**PROBLEM 1**
How would you render this sentence from the Broadmeadow River text in Spanish: "It has many small, and a few larger, tributaries, notably the Ward River."
**PROBLEM 2**
Answer these questions from the Broadmeadow River text:
(a) About how long is the river?
(b) Between which two places does its estuary open?
(c) Besides the two county councils, which body has oversight of the river?
**PROBLEM 3**
Can you write the next part of the Broadmeadow River text, picking up after its final sentence?

River in Counties Meath and Dublin, Ireland

The Broadmeadow River or Broad Meadow Water, historically called the Gower or Gowra, is a river of County Meath and northern County Dublin in Ireland, about 25 km long. It opens into a wide estuary between Swords and Malahide, and reaches the open sea several kilometres downstream, north of Malahide village. One of the larger watercourses by volume in County Dublin, the Broadmeadow is a salmonid river, with several species of fish, including brown trout. It has many small, and a few larger, tributaries, notably the Ward River. It is under the responsibility of Meath County Council and Fingal County Council, as well as oversight of the Environmental Protection Agency.

**Stored data entries**

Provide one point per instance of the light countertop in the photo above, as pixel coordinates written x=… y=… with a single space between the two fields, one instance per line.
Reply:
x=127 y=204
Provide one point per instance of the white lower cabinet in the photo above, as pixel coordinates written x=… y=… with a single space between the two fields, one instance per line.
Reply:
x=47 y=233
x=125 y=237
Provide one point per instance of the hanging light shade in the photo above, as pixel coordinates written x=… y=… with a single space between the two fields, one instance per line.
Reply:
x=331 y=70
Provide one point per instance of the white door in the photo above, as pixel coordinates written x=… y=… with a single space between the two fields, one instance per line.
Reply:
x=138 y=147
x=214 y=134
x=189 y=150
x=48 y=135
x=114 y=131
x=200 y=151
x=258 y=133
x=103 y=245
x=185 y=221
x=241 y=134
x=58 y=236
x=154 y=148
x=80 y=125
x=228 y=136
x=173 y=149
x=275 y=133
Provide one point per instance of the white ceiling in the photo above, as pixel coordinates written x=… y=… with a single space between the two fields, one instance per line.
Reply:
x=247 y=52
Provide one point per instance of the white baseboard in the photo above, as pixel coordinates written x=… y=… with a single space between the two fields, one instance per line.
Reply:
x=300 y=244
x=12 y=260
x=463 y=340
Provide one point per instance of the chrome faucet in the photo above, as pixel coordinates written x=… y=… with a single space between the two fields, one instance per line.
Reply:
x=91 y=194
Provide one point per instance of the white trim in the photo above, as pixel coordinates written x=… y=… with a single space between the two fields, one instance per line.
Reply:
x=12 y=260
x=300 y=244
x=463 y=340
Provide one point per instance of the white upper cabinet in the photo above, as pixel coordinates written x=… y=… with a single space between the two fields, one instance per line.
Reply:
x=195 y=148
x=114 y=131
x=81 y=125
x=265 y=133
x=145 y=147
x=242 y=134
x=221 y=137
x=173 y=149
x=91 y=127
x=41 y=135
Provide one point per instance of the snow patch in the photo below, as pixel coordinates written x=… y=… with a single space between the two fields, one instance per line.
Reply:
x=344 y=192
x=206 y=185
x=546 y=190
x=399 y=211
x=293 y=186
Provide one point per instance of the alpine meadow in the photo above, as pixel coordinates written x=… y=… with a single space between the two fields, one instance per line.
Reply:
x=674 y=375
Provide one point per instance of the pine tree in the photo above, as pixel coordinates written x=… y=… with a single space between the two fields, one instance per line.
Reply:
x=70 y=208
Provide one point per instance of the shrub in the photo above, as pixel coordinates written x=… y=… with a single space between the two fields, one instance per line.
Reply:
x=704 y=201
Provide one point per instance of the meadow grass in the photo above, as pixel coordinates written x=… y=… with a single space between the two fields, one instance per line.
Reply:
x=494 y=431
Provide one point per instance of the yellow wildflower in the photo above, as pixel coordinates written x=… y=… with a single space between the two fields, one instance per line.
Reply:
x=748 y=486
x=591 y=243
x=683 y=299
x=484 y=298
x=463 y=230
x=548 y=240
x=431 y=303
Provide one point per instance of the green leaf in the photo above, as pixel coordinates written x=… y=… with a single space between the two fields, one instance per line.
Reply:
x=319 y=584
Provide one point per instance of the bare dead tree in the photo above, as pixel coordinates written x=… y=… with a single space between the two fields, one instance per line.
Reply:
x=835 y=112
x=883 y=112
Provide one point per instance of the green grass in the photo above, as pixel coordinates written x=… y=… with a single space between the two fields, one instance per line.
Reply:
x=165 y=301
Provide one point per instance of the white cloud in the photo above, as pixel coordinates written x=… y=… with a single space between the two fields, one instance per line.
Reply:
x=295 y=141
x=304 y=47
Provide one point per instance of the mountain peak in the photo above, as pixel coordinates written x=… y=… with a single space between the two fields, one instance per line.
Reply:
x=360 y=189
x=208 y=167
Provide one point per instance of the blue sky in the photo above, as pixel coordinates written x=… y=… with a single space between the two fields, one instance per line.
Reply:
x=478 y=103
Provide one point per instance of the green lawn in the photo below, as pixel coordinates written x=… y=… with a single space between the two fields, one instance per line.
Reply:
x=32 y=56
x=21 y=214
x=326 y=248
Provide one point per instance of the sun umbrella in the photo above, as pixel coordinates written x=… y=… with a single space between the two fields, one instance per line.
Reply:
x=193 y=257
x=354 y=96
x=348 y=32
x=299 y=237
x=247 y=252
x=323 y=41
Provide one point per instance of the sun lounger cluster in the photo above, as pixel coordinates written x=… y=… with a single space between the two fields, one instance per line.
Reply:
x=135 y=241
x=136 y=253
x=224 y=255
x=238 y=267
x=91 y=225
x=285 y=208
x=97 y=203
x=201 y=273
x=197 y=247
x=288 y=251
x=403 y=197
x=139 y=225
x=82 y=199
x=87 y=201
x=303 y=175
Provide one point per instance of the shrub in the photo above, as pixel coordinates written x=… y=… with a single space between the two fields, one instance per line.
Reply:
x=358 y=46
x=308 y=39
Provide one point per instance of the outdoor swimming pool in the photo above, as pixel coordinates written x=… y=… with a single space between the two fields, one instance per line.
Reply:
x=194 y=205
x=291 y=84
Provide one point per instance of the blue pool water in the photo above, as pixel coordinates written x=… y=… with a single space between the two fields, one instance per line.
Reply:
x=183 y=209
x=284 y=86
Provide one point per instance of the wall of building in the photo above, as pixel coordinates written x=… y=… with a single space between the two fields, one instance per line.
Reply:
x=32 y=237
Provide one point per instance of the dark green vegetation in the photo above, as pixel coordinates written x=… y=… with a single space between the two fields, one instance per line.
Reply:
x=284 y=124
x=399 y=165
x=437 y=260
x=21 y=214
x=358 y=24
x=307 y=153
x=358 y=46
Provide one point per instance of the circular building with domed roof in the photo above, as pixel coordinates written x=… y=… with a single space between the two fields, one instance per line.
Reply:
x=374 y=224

**ANSWER 1**
Tiene muchos afluentes pequeños y algunos más grandes, en particular el río Ward.

**ANSWER 2**
(a) About 25 km.
(b) Swords and Malahide.
(c) The Environmental Protection Agency.

**ANSWER 3**
==Name==
In English, the river was historically known as the Broad Meadow Water, and this form is sometimes still met. Earlier it is sometimes documented as the 'Gower' or 'Gowra Water', derived from its Irish name, Abhainn Ghabhra. Its estuary has two separate names in Irish, Inbhear an Mhóinéir Leathain (a formula tied to the English language name) and Inbhear Domnainn from legends of the Fir Bolg.

==Course==
===Geology and catchment===
The river flows over limestone in mostly agricultural lands, and has a catchment basin of over 170 km^{2}. It is one of the larger rivers in County Dublin by volume, although much smaller than the Liffey, Tolka or Dodder.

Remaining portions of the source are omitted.